What you are asked to do ▸
Output the data unchanged and complete, minus the images.

Provided records ▸
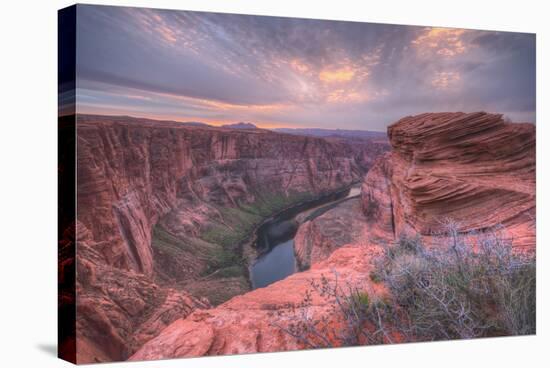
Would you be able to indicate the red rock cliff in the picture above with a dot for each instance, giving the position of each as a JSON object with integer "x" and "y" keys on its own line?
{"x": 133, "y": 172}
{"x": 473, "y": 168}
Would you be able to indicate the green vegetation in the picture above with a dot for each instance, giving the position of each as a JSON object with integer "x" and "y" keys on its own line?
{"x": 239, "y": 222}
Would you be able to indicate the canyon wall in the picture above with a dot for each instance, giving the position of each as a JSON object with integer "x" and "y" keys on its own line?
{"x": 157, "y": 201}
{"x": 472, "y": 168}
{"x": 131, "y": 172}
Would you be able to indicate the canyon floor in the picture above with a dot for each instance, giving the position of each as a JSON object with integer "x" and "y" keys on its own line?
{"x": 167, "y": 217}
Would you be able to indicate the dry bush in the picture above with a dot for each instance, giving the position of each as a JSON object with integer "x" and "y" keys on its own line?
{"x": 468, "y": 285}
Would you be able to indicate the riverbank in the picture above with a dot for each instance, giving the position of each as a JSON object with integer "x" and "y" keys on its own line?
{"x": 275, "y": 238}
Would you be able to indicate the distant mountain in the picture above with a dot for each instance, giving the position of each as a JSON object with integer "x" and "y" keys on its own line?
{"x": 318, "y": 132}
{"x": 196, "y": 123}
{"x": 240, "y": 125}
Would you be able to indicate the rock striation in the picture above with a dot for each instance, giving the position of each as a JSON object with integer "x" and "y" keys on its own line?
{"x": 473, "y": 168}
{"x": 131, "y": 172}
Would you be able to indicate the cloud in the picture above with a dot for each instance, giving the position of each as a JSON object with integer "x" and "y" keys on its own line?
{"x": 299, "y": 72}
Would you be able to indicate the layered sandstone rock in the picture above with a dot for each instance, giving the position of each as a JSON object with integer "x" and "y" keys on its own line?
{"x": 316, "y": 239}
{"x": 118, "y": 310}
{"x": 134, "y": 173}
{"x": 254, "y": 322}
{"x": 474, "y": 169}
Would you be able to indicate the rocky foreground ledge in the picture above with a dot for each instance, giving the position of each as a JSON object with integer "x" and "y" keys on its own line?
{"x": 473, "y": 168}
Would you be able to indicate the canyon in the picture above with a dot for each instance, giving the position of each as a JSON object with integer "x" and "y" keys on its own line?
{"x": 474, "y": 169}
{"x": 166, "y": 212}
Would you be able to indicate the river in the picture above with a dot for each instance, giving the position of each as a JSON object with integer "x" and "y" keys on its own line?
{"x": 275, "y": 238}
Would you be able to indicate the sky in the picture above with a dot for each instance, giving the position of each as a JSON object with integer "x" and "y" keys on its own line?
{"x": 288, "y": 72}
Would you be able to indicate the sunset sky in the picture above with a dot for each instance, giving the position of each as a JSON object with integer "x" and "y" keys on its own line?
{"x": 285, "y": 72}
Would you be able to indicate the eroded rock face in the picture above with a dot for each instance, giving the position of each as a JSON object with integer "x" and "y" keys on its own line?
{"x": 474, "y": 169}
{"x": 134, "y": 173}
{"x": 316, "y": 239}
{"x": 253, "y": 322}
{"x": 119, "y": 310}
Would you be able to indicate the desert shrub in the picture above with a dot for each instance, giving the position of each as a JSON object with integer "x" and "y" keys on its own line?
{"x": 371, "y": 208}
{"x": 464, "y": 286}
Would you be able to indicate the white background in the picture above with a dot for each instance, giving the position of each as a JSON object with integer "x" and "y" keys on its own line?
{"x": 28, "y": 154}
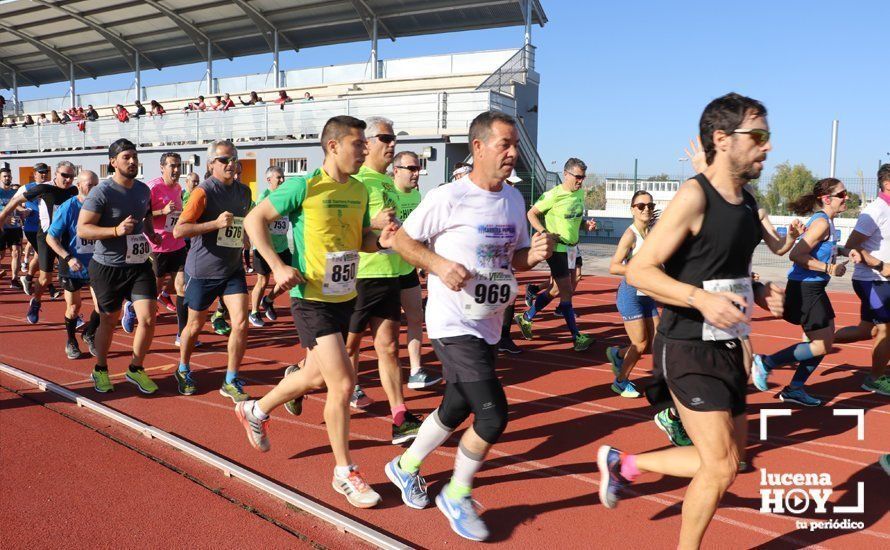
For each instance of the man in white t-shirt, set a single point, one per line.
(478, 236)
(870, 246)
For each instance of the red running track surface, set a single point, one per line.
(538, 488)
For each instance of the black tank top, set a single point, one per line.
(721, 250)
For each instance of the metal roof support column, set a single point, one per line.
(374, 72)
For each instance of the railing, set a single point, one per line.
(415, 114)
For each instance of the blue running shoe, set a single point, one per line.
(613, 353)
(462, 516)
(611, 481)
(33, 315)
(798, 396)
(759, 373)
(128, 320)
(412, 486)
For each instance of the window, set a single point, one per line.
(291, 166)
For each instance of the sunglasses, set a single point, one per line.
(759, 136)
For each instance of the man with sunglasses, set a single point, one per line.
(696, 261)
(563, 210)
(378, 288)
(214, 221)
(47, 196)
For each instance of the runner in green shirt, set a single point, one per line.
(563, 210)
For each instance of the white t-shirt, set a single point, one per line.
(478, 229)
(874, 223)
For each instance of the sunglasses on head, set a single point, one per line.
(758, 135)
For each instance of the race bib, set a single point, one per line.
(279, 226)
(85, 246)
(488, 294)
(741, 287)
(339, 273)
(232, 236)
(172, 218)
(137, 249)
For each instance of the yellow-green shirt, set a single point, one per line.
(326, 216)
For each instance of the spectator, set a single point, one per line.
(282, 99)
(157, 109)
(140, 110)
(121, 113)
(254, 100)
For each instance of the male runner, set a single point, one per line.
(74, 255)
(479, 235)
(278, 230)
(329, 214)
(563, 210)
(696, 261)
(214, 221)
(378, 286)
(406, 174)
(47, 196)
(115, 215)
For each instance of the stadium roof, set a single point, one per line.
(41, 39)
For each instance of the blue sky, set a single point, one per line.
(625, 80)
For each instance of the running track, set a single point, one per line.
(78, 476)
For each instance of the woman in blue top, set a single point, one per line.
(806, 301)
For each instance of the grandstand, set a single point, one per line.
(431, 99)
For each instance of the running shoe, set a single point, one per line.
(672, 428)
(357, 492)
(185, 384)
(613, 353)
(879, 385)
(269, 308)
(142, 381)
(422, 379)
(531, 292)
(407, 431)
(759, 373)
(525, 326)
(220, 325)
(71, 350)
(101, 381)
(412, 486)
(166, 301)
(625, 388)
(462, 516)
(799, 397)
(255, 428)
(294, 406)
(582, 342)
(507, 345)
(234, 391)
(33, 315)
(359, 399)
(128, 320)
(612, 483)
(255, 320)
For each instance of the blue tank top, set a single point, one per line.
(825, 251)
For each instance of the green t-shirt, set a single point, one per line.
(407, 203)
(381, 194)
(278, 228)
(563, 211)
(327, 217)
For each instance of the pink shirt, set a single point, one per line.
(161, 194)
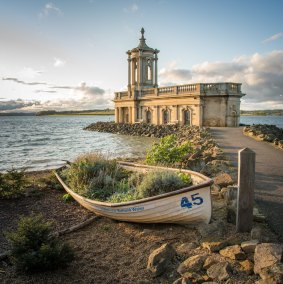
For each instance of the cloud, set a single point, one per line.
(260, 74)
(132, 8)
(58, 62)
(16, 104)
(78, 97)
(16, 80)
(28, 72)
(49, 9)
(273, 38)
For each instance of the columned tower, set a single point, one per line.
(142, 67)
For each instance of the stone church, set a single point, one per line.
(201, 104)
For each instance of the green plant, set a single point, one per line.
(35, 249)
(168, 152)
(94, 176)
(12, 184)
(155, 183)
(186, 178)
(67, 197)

Exercise answer ▸
Would you be able to indicate the red rock cliff in the picture above with a dot for each instance, giving the position of each as a JSON object with integer "x" and "y" keys on its own line?
{"x": 133, "y": 172}
{"x": 473, "y": 168}
Would you be able to indicate the green vegetation in the picture above with a dot for each instance, giving the position of each as a JSON object with integer "x" and "y" keys on its own line?
{"x": 239, "y": 222}
Would you be able to indicate the canyon wall in the picture above with a dot for each instance, giving the position of each as a JSON object with integer "x" and "y" keys on its own line?
{"x": 157, "y": 201}
{"x": 472, "y": 168}
{"x": 131, "y": 172}
Would you be able to indicate the canyon floor in the picture above with a dot for each instance, giving the position of each as a JSON object with integer "x" and "y" keys on its own line?
{"x": 167, "y": 217}
Would you be able to indicate the dry bush in the picture above with a dot for each instance, giving the position of each as a JSON object with integer "x" and "y" keys on its own line?
{"x": 468, "y": 285}
Would you be able to indicate the riverbank in the picture above with a dot for each instance, giving the position of each as a JSON object with integer "x" and "y" keys on its own line?
{"x": 275, "y": 238}
Would you be able to indicate the distant mountain in the picture above with a dot for each instance, giving the position of each as a JSON object with integer "x" and "y" keys on its own line?
{"x": 318, "y": 132}
{"x": 196, "y": 123}
{"x": 240, "y": 125}
Would you be able to indicate the rock striation in the picture above with a dot for each instance, giving the position of each as a JSON object with integer "x" and "y" keys on its own line?
{"x": 473, "y": 168}
{"x": 131, "y": 172}
Would you be able to indicate the cloud in the picture above with a dot for each instance, giving the position of each as a JSON object with integer "x" and "y" keys on its own line?
{"x": 299, "y": 72}
Would you be able to indicate the layered sandstone rock in the picture above with a dot for each instance, giving the position of each as a JSON object with integer "x" and "y" keys on its own line?
{"x": 316, "y": 239}
{"x": 118, "y": 310}
{"x": 134, "y": 173}
{"x": 254, "y": 322}
{"x": 474, "y": 169}
Would you be able to indicate the rocky foreground ledge in the picture above with a dot for each instance, giving the position of each as a JSON object with integer "x" and "y" keys on its own line?
{"x": 473, "y": 168}
Would you be able to indicate the canyon in the picture above with a dot for each instance, giving the position of each as a JSON object with integer "x" and "y" keys on its own line?
{"x": 474, "y": 169}
{"x": 166, "y": 212}
Would you be able to indicate the river in the picture above with a dot for each instance, giving the position of each as a JSON object with integer "x" and "y" keys on its own line?
{"x": 275, "y": 238}
Would you be able to indicate the sky in the picture above with a dot for each instance, giving the position of each as a JSON object with integer "x" and "y" keys on its own line?
{"x": 288, "y": 72}
Would you be able to indicate the sunset sky in the picture above with a dot for each instance, giving the position of each as a JSON object with integer "x" and "y" keys on its own line?
{"x": 285, "y": 72}
Would you be able to indicate the eroded rock face in the picture above with a dot for each instance, giving the position of each as a JSON object with integer "x" and "y" keys on its own line?
{"x": 474, "y": 169}
{"x": 134, "y": 173}
{"x": 316, "y": 239}
{"x": 253, "y": 322}
{"x": 119, "y": 310}
Would you be able to indicate the desert shrub in the picture above with a dot for each instance, giving the position of each as a JSON object with integer "x" and "y" keys on its own line?
{"x": 371, "y": 208}
{"x": 464, "y": 286}
Would you be able to indicate the white background in the picture above with a dot for each instance, giving the position of each as a JSON object with integer "x" and "y" keys on its own line?
{"x": 28, "y": 154}
For each instance of the man in white t-shirt, set a single point, one per line.
(478, 236)
(870, 246)
For each instance of the red running track surface, set a single point, one per line.
(538, 488)
For each instance of the black tank top, set a single point, one per line.
(721, 250)
For each instance of the metal roof support column, set a single point, one per line.
(374, 72)
For each instance of the railing, set a single point, one per line.
(415, 114)
For each instance of the blue running shoe, set a single point, one per line.
(613, 353)
(462, 516)
(611, 481)
(33, 315)
(798, 396)
(759, 373)
(128, 320)
(412, 486)
For each instance of the window, set a single point, one per line.
(291, 166)
For each instance of the sunglasses, set a single point, one per line.
(759, 136)
For each instance of the man with sunglasses, set a single point, one per line.
(696, 261)
(563, 210)
(378, 288)
(214, 221)
(47, 196)
For each instance of the runner in green shirt, set a single point, one per line.
(563, 210)
For each instance of the white t-shirt, set a single point, one per line.
(478, 229)
(874, 223)
For each instance of the sunglasses on head, set a single point, one per line.
(758, 135)
For each instance of the race bib, set a single point, one per line.
(279, 226)
(85, 246)
(488, 294)
(741, 287)
(339, 273)
(232, 236)
(172, 218)
(137, 249)
For each instance of the yellow-green shirt, set a single point, one per line.
(326, 216)
For each instance of the spectator, set a single point, one per line.
(282, 99)
(157, 109)
(140, 110)
(121, 113)
(254, 100)
For each instance of the male runner, set a single point, one per line.
(74, 255)
(479, 235)
(278, 230)
(329, 214)
(563, 210)
(696, 261)
(214, 221)
(378, 286)
(406, 174)
(47, 196)
(115, 215)
For each instance of the stadium roof, set a single point, one per line.
(41, 39)
For each instance of the blue sky, set a single point, one per line.
(625, 80)
For each instance of the running track, set a single point, one per line.
(78, 476)
For each instance of the woman in blue top, set a single point, one per line.
(806, 301)
For each instance of the grandstand, set a single point, one per line.
(431, 99)
For each instance of the running shoe, set a single point, one per line.
(672, 428)
(357, 492)
(185, 384)
(613, 353)
(879, 385)
(269, 308)
(142, 381)
(422, 379)
(531, 292)
(407, 431)
(759, 373)
(525, 326)
(220, 325)
(71, 350)
(101, 381)
(412, 486)
(166, 301)
(625, 388)
(462, 516)
(799, 397)
(255, 428)
(294, 406)
(582, 342)
(507, 345)
(234, 391)
(33, 315)
(359, 399)
(128, 320)
(612, 483)
(255, 320)
For each instance of the blue tank top, set a single point, one per line.
(825, 251)
For each instance of the green t-shirt, set a single point, one per line.
(407, 203)
(381, 194)
(278, 228)
(563, 211)
(327, 217)
For each instance of the pink shirt, set a single point, one per line.
(161, 194)
For each instance of the cloud, set a single point, one per line.
(260, 74)
(132, 8)
(58, 62)
(16, 104)
(78, 97)
(16, 80)
(28, 72)
(49, 9)
(273, 38)
For each instance of the columned tower, set a single point, one per line.
(142, 67)
For each instance of the stone church, set a single point, one per line.
(201, 104)
For each instance of the green plant, set a single point, one per line.
(35, 249)
(168, 152)
(94, 176)
(12, 184)
(155, 183)
(186, 178)
(67, 197)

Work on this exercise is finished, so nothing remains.